### REQUIRED TASK
Pull out and copy each line in the items below that contains the word "green".

### RECORDS PROVIDED
++++++
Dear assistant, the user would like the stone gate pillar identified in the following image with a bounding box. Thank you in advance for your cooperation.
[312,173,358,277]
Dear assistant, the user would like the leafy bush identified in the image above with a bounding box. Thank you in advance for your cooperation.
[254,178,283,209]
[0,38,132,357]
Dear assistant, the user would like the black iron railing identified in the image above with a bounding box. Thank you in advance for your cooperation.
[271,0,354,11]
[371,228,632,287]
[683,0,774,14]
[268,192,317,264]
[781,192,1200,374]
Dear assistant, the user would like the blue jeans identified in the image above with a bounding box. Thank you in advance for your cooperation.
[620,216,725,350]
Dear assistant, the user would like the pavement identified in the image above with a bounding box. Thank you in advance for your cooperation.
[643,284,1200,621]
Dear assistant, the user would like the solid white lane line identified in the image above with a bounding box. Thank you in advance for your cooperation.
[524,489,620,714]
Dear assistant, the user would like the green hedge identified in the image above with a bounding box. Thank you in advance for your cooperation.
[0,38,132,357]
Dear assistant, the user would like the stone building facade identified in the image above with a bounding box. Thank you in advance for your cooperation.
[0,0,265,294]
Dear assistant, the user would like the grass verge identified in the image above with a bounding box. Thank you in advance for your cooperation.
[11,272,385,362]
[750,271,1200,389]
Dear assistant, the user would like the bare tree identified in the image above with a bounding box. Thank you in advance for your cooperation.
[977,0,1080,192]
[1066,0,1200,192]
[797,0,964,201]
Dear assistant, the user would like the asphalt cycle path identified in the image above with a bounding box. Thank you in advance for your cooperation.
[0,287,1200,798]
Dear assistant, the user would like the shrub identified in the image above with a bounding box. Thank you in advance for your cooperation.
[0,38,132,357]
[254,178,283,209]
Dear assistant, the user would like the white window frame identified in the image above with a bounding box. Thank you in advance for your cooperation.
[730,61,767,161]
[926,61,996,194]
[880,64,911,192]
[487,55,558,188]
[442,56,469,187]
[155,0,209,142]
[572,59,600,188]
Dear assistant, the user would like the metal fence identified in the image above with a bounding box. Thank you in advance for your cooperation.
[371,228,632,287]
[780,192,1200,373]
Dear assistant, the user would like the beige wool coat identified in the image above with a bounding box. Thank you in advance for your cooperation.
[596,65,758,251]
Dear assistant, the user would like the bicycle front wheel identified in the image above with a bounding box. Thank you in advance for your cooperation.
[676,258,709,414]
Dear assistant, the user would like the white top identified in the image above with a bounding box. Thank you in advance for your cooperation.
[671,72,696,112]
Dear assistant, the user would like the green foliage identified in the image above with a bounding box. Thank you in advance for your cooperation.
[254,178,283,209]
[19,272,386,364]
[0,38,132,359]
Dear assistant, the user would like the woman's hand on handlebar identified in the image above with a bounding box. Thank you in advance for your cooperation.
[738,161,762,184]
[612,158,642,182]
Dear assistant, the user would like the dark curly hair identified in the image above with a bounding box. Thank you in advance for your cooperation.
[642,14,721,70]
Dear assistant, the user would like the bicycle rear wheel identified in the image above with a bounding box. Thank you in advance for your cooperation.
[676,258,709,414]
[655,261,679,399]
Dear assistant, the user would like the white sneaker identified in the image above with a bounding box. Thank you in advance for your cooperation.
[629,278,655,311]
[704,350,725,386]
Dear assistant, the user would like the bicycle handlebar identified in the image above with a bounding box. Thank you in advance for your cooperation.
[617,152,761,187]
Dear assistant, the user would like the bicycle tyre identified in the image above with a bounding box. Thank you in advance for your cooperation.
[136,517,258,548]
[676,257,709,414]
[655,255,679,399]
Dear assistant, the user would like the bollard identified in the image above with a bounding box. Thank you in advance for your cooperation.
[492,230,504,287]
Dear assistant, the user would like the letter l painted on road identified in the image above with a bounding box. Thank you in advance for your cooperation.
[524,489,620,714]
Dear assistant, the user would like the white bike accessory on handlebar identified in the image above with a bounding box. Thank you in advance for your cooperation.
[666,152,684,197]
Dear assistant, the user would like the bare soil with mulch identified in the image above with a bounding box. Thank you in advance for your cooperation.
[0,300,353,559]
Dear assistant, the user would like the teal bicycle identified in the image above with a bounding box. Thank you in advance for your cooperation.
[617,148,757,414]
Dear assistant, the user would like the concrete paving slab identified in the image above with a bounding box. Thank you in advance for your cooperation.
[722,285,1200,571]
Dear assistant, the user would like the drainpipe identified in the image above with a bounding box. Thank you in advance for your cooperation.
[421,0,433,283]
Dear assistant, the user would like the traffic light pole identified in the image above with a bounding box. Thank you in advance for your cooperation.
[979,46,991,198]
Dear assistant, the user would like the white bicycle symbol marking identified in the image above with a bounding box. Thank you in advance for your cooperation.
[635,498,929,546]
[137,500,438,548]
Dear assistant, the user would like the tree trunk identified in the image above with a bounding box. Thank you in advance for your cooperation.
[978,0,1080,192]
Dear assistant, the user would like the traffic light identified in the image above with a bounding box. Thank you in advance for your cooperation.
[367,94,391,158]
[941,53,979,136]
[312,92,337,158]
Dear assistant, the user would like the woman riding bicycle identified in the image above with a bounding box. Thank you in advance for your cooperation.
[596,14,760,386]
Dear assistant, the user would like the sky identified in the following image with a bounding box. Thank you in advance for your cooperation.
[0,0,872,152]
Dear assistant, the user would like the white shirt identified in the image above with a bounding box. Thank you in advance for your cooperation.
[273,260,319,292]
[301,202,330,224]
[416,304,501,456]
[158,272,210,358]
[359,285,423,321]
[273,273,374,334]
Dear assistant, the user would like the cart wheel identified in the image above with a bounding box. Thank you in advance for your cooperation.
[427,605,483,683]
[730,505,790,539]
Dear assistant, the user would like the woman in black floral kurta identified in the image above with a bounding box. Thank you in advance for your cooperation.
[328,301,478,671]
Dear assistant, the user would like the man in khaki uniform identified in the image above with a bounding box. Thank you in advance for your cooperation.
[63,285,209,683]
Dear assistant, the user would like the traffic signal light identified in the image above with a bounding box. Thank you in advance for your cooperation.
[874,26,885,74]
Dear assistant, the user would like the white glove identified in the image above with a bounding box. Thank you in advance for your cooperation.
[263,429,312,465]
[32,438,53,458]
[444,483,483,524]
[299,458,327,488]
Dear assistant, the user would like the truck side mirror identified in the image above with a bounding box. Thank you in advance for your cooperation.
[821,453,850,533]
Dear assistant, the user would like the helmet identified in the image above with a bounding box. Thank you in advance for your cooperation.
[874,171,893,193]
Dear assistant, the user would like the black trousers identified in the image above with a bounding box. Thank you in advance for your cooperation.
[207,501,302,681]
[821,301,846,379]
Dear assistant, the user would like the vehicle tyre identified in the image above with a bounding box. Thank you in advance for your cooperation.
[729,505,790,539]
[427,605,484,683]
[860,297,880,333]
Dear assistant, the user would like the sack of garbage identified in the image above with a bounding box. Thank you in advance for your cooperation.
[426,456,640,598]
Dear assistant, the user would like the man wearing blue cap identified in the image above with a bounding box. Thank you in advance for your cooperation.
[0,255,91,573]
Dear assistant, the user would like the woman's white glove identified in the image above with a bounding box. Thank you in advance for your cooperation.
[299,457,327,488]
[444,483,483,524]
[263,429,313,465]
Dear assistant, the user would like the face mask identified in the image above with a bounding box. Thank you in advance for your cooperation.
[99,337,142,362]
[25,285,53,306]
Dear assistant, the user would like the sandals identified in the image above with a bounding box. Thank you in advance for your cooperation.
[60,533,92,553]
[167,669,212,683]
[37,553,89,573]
++++++
### REPLY TO THE TASK
Dear assistant, the user would like the green hedge identified in the image above with a bounding box. Thank you in advance for your cooperation.
Dear assistant, the user would like the green foliage identified in the image above with a bounding box. Thank you in advance for your cooperation.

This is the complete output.